* START SUPPLIED DATA *
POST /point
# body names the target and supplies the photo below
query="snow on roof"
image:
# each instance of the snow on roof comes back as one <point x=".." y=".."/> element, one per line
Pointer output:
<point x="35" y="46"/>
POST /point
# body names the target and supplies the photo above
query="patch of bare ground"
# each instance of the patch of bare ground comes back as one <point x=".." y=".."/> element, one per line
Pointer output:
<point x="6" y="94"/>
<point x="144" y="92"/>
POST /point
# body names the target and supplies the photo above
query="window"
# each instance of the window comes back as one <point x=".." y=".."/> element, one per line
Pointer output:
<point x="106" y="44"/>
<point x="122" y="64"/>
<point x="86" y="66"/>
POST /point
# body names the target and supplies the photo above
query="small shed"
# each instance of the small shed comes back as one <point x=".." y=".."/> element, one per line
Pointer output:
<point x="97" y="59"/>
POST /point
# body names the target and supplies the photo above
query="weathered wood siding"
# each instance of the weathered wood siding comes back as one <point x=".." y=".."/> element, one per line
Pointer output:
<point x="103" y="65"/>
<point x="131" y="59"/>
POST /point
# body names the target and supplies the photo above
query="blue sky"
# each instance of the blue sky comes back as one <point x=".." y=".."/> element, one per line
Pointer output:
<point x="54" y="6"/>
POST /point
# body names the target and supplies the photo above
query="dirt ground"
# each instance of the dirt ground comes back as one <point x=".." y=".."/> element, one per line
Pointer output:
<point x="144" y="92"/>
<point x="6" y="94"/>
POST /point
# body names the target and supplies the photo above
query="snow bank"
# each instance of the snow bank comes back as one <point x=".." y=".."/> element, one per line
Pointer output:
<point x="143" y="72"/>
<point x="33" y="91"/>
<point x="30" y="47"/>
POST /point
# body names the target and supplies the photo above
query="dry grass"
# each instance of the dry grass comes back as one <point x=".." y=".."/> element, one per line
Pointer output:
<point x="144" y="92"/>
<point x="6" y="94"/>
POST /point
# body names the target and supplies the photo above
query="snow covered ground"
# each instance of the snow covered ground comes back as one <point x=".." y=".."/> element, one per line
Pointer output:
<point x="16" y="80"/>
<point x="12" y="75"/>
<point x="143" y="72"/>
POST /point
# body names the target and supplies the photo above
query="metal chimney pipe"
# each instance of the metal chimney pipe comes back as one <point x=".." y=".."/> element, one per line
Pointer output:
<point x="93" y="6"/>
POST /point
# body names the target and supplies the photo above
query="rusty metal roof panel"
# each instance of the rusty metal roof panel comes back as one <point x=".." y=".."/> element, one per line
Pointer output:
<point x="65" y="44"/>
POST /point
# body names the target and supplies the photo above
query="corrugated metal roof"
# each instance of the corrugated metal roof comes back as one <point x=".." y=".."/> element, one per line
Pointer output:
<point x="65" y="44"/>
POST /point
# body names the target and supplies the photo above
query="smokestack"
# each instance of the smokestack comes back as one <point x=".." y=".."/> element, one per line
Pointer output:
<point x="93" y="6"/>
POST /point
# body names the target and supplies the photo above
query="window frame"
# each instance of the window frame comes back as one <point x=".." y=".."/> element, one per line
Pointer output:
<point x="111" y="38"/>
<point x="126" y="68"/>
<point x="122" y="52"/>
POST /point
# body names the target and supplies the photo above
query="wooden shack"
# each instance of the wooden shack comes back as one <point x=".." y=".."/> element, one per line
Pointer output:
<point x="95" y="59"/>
* END SUPPLIED DATA *
Reproduce every record, matching each line exactly.

POST /point
# body names the target and supplies the photo below
query="snow on roof"
image:
# each instance of the snow on roof comes back as one <point x=".." y=".."/> element, one per line
Pointer output:
<point x="35" y="46"/>
POST /point
# body names the target and supplies the photo above
query="patch of bare ground"
# each instance of the patch of bare ground comes back as one <point x=".." y=".."/> element, one per line
Pointer output:
<point x="6" y="94"/>
<point x="144" y="92"/>
POST /point
# body names the target and supplies the photo above
query="window"
# each instance of the window comes back as one <point x=".." y=".."/> element, one per line
Pointer output:
<point x="106" y="44"/>
<point x="122" y="64"/>
<point x="86" y="66"/>
POST /point
# body names the target and supplies the photo above
query="small shed"
# each instance of the small shed comes back as one <point x=".." y=".."/> element, one per line
Pointer output:
<point x="97" y="59"/>
POST /point
# body names the target and supplies the photo above
query="weathered wood siding"
# each instance of the weathered wood siding comes back as one <point x=".." y=".."/> element, one per line
Pointer output:
<point x="103" y="65"/>
<point x="131" y="59"/>
POST /point
# body names the target and supplies the photo above
query="blue sky"
# each instance of the blue sky comes back as one <point x=".." y=".."/> element, one per line
Pointer output:
<point x="54" y="6"/>
POST /point
# body names the target and supplies the photo above
query="dirt ground"
# each instance of the dirt ground comes back as one <point x=".." y=".."/> element, one per line
Pointer output:
<point x="144" y="92"/>
<point x="6" y="94"/>
POST /point
# body names the target and supplies the photo above
query="snow bank"
# each instance of the snow bank comes back as one <point x=".." y=".."/> element, one per line
Pointer output:
<point x="143" y="72"/>
<point x="33" y="91"/>
<point x="30" y="47"/>
POST /point
# body names the target and supplies the photo above
query="dry grass"
# each instance of the dry grass comes back as one <point x=".." y=".."/> element, one per line
Pointer output:
<point x="144" y="92"/>
<point x="6" y="94"/>
POST /point
# body names the target and supplies the photo above
query="snow covered ground"
# each instance of the snow covered ground comes back as one <point x=".." y=".."/> element, one per line
Pointer output:
<point x="16" y="80"/>
<point x="12" y="75"/>
<point x="143" y="72"/>
POST /point
# body names the target and supplies the photo above
query="metal chimney pipe"
# each instance of the metal chimney pipe comes back as one <point x=".." y=".."/> element, one per line
Pointer output:
<point x="93" y="6"/>
POST /point
# body names the target and supplies the photo above
query="rusty metal roof panel"
# each instance of the rusty metal roof panel comes back as one <point x=".." y=".."/> element, one per line
Pointer output:
<point x="65" y="44"/>
POST /point
# body names the target and supplies the photo above
query="corrugated metal roof"
# each instance of the corrugated metal roof comes back as one <point x=".." y=".."/> element, one per line
Pointer output:
<point x="65" y="44"/>
POST /point
# body names the target and supplies the photo above
query="smokestack"
# each instance of the smokestack comes back as one <point x=".." y=".."/> element, one per line
Pointer output:
<point x="93" y="6"/>
POST /point
# body names the target and supplies the photo above
query="window frame"
# each instance of the window frame comes back as one <point x=".." y=".."/> element, one per line
Pointer output:
<point x="111" y="38"/>
<point x="126" y="68"/>
<point x="122" y="52"/>
POST /point
# body names the target and supplies the photo above
query="wooden shack"
# each instance of the wooden shack comes back as one <point x=".." y=".."/> element, one per line
Pointer output:
<point x="95" y="59"/>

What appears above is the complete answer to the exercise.